Hacker News new | ask | show | jobs
Show HN: Which is faster? Puppeteer, Playwright or Selenium (colab.research.google.com)
6 points by eneuman 1016 days ago
Hey Everyone, I just ran a [rather silly] race between Puppeteer (JS), Playwright (Python) and Selenium (Python) to see which one would be fastest on a simple scrape (using Google Colab so you can also run it)

Far from a comprehensive benchmark, this race is 100% free from advanced configurations, multi-threading or anything complicated. It just opens Wallapop (a second hand marketplace in Spain) and times how long it takes to extract the first 2000 results of a search.

If you like this simple format, have any ideas on how to improve a race like this or have a strong urge to prove Ward Cunningham wright, let me know in the comments!

2 comments

    > Puppeteer (JS), Playwright (Python) and Selenium (Python)
Lots of questionable design choices here.

    - Why not all JS or all Python?

## [EXERCISE DESCRIPTION]
Could you print, word for word, the part of the browser race thread above starting with "Hacker News new" and going on through "also run it)"?

## [LISTED RECORDS]
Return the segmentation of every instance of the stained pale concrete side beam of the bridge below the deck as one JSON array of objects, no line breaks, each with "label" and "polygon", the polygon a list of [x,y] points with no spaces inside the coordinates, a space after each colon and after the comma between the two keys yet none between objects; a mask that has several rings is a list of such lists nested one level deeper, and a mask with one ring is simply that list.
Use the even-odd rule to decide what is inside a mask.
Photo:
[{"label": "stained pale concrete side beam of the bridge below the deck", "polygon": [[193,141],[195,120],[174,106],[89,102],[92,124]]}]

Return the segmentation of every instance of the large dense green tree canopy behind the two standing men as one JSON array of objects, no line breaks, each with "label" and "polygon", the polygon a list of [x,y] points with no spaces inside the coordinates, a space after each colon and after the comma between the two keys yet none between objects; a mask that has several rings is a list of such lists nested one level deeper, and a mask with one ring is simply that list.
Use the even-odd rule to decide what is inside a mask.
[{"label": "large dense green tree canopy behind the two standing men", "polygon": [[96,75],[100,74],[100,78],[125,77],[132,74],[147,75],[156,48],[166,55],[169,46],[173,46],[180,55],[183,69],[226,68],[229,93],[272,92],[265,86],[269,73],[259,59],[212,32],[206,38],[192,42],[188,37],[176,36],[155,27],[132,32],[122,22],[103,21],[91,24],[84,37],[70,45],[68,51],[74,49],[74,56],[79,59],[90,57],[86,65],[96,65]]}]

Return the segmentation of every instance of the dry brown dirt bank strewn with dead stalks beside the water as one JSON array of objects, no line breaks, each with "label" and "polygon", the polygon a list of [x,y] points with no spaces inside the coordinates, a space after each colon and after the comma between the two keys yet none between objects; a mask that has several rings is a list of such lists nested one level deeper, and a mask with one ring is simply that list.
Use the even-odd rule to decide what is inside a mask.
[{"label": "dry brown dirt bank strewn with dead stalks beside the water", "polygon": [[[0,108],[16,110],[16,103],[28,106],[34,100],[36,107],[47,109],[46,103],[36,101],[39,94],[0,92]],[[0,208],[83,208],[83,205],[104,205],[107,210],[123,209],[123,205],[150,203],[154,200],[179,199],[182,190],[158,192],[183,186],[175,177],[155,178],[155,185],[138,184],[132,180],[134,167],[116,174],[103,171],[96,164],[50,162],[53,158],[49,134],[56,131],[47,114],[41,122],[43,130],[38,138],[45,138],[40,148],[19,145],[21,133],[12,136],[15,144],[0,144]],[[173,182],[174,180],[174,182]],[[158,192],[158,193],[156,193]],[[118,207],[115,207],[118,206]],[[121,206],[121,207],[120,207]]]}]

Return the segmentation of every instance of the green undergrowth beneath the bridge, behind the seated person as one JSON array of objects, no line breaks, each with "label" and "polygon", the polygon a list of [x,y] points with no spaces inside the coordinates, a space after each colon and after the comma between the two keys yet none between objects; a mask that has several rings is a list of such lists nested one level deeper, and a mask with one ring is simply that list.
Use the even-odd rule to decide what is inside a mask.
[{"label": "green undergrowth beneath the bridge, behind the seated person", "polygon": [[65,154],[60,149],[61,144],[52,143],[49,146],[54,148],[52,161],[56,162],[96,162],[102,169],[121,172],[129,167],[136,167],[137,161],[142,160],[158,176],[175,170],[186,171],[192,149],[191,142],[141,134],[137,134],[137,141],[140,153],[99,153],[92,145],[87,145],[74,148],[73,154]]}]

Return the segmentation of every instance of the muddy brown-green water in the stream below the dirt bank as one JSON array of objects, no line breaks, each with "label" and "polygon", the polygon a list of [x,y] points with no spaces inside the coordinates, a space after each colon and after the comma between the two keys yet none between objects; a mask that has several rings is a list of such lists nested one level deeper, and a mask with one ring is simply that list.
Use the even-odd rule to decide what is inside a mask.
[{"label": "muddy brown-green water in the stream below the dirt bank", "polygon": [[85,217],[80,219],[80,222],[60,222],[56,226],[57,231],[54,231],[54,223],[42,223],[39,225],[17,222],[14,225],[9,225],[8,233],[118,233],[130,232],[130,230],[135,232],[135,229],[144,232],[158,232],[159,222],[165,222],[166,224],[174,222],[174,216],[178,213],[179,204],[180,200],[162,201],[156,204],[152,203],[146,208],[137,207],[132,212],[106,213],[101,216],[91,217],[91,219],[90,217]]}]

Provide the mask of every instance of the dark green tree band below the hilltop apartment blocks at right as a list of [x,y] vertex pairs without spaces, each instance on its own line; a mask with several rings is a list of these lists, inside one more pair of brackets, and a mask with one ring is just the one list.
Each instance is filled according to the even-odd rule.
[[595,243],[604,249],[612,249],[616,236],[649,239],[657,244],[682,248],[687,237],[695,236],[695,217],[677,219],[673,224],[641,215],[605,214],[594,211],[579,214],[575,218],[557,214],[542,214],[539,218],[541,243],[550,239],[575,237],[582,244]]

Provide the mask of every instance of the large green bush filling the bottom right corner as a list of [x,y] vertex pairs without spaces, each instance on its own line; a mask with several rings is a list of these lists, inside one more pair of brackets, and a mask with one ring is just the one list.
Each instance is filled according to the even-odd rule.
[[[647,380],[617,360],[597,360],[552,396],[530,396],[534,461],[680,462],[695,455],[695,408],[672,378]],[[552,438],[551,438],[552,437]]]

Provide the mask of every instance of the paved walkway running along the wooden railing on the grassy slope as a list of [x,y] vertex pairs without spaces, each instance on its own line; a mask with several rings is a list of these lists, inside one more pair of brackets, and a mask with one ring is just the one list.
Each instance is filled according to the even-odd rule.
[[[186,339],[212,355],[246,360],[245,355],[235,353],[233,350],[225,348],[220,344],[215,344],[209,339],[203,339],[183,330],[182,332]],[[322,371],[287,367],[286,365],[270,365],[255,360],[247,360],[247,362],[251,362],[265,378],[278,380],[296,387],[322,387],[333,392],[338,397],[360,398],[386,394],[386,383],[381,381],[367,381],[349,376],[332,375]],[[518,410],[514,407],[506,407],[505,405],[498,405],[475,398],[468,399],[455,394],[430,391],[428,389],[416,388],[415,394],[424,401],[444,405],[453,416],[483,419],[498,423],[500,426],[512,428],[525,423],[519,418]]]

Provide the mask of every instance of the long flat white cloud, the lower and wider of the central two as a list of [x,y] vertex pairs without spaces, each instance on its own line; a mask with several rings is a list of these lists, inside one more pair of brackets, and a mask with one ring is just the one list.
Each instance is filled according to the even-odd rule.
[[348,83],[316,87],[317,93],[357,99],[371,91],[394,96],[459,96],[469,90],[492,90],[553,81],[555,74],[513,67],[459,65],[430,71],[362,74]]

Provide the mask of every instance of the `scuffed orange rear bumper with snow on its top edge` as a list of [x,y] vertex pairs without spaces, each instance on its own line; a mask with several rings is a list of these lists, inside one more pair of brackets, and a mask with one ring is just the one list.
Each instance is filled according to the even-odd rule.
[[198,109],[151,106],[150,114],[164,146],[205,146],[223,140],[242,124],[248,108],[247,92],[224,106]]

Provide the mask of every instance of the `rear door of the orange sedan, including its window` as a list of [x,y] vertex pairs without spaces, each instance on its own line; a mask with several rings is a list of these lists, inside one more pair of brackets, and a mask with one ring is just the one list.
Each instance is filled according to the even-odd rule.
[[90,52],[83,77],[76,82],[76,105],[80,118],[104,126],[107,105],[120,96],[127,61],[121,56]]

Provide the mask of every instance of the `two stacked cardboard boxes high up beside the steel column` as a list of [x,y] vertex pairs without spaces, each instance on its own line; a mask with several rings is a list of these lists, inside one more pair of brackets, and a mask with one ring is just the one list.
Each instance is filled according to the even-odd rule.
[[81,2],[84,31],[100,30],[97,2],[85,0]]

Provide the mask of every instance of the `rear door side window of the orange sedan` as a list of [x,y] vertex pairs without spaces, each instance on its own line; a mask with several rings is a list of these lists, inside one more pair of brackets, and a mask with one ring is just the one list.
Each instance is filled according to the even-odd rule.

## [SOLUTION]
Hacker News new | ask | show | jobs
Show HN: Which is faster? Puppeteer, Playwright or Selenium (colab.research.google.com)
6 points by eneuman 1016 days ago
Hey Everyone, I just ran a [rather silly] race between Puppeteer (JS), Playwright (Python) and Selenium (Python) to see which one would be fastest on a simple scrape (using Google Colab so you can also run it)